Stored data entries
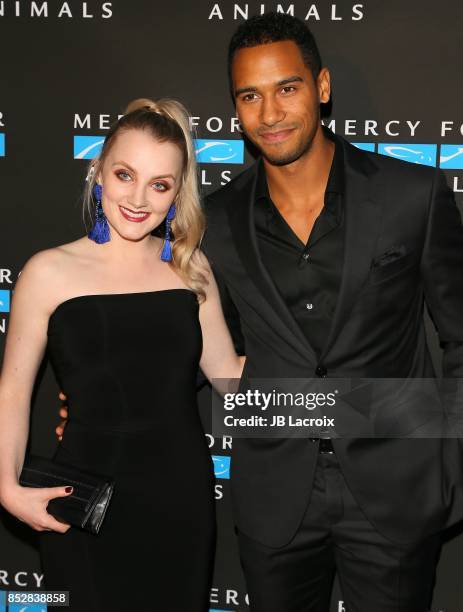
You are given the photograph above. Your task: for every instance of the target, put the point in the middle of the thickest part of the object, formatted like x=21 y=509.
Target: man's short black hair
x=276 y=27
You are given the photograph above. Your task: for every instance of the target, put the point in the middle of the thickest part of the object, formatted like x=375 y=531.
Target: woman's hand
x=29 y=505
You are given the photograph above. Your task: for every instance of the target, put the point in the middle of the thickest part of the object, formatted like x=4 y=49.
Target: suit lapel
x=362 y=222
x=241 y=217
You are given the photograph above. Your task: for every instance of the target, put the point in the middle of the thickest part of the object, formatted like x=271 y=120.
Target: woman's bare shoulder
x=47 y=275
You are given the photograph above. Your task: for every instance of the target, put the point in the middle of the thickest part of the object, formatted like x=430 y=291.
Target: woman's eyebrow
x=123 y=163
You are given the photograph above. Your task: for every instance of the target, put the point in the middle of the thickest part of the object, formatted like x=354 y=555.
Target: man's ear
x=324 y=86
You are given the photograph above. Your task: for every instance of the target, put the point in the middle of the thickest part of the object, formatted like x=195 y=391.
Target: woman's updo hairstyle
x=168 y=121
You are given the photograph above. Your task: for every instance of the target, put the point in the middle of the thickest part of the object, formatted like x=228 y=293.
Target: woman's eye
x=160 y=186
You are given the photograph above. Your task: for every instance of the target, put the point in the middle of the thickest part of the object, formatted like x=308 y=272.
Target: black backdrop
x=69 y=68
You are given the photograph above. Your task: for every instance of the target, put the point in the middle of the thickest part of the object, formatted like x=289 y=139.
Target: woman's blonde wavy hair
x=168 y=121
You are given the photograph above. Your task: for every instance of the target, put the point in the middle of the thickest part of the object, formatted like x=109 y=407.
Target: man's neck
x=304 y=180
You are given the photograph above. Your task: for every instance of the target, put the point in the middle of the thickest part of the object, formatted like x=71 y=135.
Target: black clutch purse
x=85 y=507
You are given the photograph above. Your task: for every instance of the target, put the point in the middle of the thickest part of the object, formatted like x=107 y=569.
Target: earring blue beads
x=166 y=254
x=100 y=230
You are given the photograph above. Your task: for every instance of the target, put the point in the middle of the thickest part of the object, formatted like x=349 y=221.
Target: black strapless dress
x=128 y=364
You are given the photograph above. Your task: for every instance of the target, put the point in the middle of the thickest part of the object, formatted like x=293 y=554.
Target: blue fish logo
x=451 y=157
x=4 y=303
x=365 y=146
x=219 y=151
x=221 y=466
x=87 y=147
x=424 y=154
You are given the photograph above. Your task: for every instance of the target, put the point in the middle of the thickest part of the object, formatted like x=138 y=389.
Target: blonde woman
x=127 y=318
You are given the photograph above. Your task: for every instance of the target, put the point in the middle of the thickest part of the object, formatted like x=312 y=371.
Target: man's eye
x=249 y=97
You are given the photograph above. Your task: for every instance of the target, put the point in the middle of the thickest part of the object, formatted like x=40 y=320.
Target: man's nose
x=271 y=112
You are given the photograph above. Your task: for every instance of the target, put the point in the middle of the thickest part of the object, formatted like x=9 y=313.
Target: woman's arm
x=25 y=346
x=219 y=358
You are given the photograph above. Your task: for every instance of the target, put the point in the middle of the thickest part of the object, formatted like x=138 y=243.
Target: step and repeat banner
x=67 y=71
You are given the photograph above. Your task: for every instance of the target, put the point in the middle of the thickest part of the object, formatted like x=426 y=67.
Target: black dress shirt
x=307 y=276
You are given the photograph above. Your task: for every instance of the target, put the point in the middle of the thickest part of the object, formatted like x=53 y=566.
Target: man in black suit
x=325 y=255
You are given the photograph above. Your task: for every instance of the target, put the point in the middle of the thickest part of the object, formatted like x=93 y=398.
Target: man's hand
x=63 y=413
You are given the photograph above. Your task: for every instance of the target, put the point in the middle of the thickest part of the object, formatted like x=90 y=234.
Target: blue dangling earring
x=100 y=230
x=166 y=254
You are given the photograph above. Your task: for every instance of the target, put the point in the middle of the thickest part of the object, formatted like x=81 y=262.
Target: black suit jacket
x=408 y=488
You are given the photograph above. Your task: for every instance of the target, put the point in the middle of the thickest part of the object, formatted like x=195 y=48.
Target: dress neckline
x=109 y=295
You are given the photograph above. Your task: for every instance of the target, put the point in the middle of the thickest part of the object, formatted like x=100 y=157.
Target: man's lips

Your goal -> Using the records above, please repeat the line with "like x=138 y=243." and every line after it exactly, and give no other text.

Solution ->
You are given the photograph above. Your task: for every instance of the target, put the point in the middle of the thickest part of the object, formatted like x=138 y=243.
Target: step and repeat banner
x=67 y=71
You are given the photograph above. Your task: for every instance of the target, put the point in the middle of the thickest part of the object, formatted like x=426 y=67.
Target: black dress shirt
x=307 y=276
You are given the photograph above. Your task: for every instance of the target, put the point in the middle of the thickest part of the object, formatted like x=53 y=566.
Target: man in black suit
x=325 y=255
You are given the photograph above. Your task: for every instance of the target, put the point in the middle of the thickest part of the object, formatted like x=93 y=398.
Target: man's hand
x=63 y=413
You are given the photograph above. Your task: for every instance of the target, put the point in the middle of the thickest part of the object, formatted like x=90 y=234.
Target: blue dangling earring
x=100 y=230
x=166 y=254
You are given the photograph above. Your task: for every instance of the target, put the point in the middle of the thickest part of the object, formatted like x=81 y=262.
Target: black suit jacket
x=408 y=488
You are given the photograph above. Your task: for every instance of the target, put the point in the middle of the thickest part of the object, formatted like x=195 y=48.
Target: dress neckline
x=109 y=295
You are given the photograph above. Your task: for every instance of the target, put the point in the middle of the thickest part of the object, formatted like x=100 y=157.
Target: man's lips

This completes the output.